WHAT TO WORK ON:
In the records below, locate the line containing "Each instance receives one keypoint. Mark the man with"; output that line and every following line through the last, exactly.

^^^^^^^^

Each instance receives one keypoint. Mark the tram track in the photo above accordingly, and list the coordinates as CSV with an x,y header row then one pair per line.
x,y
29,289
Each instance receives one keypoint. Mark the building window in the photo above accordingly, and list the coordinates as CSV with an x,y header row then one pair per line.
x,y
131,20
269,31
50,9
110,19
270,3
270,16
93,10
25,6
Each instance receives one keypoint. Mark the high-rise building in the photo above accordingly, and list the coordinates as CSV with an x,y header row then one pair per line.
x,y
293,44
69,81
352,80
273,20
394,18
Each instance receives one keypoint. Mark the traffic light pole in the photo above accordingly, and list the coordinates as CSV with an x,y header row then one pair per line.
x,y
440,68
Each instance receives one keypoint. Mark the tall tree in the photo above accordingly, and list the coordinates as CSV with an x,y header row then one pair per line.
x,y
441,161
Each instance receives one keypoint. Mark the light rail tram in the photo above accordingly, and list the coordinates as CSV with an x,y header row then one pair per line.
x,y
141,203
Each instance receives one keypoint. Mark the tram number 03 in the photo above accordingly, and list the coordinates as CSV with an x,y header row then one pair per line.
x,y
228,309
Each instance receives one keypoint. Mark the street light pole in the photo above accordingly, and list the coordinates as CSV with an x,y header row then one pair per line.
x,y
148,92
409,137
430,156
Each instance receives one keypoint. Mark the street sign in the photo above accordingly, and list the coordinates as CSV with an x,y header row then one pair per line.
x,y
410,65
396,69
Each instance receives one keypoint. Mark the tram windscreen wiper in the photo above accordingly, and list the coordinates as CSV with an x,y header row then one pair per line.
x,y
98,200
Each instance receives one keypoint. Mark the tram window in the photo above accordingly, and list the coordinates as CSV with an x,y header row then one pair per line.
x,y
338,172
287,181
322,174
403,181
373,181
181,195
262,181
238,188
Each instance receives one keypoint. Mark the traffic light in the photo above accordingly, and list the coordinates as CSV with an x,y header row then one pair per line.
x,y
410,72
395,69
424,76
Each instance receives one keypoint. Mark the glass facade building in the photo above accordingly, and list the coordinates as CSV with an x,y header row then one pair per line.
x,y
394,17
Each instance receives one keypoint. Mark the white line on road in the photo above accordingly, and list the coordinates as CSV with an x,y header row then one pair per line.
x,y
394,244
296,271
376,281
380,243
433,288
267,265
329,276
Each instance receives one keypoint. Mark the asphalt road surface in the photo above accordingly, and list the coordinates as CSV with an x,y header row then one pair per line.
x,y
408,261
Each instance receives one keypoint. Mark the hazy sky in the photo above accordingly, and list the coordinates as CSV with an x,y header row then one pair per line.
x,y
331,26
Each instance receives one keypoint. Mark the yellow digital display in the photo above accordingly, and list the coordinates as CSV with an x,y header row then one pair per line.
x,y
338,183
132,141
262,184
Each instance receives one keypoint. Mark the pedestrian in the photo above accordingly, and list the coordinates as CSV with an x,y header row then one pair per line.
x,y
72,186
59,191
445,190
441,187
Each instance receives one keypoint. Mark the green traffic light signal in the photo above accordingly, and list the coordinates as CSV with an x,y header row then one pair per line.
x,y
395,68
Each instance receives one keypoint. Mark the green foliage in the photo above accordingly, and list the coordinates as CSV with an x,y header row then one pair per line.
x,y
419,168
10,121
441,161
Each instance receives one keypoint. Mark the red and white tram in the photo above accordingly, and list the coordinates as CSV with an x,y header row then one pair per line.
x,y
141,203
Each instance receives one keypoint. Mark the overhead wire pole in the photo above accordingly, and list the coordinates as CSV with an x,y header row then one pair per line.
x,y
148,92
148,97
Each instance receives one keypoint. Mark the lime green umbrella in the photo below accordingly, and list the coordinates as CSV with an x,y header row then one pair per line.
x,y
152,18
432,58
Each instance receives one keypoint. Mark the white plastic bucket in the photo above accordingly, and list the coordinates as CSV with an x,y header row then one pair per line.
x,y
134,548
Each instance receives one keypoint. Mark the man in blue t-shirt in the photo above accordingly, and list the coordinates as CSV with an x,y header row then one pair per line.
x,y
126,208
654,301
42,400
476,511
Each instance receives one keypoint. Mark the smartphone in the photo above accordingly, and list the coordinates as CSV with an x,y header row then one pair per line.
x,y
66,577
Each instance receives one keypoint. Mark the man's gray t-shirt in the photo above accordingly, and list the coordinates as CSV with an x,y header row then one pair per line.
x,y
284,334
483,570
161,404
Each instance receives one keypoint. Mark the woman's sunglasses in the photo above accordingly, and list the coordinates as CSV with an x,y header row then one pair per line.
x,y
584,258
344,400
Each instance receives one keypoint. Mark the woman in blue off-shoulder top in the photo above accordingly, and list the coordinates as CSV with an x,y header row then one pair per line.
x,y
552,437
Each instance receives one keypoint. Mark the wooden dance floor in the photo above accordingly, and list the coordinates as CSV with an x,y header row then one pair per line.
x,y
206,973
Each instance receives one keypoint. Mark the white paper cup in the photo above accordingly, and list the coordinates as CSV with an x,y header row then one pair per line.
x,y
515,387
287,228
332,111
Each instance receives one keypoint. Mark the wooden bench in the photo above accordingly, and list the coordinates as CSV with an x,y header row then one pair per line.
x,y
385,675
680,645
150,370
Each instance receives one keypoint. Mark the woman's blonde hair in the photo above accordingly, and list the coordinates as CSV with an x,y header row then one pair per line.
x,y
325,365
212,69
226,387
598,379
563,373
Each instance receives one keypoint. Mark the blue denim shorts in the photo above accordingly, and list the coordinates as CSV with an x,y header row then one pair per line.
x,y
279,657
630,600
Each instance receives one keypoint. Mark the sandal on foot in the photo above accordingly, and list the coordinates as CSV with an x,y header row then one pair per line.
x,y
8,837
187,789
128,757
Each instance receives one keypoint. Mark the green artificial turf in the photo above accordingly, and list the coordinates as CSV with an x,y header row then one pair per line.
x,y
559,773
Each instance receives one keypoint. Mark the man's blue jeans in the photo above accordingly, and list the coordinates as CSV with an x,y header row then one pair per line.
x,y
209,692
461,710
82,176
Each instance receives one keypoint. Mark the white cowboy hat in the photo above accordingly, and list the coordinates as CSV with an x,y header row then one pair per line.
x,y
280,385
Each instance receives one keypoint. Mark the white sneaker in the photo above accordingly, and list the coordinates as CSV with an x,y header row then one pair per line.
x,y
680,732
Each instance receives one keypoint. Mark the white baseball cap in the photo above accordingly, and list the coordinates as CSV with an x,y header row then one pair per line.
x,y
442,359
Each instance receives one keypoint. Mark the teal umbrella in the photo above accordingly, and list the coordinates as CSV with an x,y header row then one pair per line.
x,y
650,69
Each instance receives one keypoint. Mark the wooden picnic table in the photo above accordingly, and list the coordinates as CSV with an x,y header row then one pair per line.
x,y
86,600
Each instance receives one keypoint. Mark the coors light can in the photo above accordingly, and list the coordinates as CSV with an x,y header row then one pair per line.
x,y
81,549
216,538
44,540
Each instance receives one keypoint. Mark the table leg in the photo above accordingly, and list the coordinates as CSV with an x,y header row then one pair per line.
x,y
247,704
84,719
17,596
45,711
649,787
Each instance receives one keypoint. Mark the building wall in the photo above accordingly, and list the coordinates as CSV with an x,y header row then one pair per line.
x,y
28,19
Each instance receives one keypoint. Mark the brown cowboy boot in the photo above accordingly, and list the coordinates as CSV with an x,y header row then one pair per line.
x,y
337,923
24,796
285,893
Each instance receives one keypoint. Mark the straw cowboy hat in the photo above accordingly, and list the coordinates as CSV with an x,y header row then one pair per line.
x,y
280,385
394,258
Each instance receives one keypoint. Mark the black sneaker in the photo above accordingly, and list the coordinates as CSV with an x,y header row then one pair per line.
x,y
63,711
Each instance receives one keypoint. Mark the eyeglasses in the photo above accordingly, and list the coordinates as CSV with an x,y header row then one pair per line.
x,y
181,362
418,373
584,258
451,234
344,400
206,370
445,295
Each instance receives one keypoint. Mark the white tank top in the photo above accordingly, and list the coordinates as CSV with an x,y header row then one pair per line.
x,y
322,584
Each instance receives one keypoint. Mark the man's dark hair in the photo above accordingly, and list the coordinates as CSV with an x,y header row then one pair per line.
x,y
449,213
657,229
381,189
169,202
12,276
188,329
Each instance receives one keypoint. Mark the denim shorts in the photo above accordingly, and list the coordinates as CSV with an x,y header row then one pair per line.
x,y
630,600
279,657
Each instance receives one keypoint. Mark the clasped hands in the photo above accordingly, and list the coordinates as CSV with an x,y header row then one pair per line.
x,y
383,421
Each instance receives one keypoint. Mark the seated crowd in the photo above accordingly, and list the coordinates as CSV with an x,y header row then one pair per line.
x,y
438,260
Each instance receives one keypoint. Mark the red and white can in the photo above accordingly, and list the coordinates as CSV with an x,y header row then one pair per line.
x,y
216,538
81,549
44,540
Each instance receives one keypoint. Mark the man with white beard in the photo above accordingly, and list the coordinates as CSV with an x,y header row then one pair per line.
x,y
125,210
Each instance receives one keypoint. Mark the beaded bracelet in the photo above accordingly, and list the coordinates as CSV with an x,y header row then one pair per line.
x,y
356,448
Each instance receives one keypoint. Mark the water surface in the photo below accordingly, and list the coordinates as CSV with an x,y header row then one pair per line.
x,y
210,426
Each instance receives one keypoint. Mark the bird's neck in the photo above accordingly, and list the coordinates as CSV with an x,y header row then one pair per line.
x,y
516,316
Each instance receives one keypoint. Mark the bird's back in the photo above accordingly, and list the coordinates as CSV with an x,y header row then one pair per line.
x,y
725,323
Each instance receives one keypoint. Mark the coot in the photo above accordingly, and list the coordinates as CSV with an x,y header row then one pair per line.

^^^^^^^^

RIGHT ANSWER:
Each instance receives one keypoint. Mark the man with white beard in the photo above accordingly, and list the coordinates as CSV with an x,y header row then one pair per line.
x,y
125,210
Each instance receives one keypoint. Mark the beaded bracelet in the photo above accordingly, and list the coordinates as CSV with an x,y header row then one pair per line.
x,y
356,448
Each instance receives one keypoint. Mark the water surface in the photo below accordingly, and list the coordinates as CSV with an x,y header row then one pair per line.
x,y
210,426
Each instance receives one keypoint. Mark the bird's neck in the photo above accordingly, and list the coordinates as CSV with an x,y header row then one pair per line.
x,y
516,316
Each instance receives one keypoint. Mark the bird's back in the photo above accordingly, and list the coordinates as CSV with an x,y header row then one pair per line.
x,y
725,323
Each instance receives one keypoint. Mark the coot in the photo above accordingly, and list the coordinates as CSV with an x,y header row then one pair per line.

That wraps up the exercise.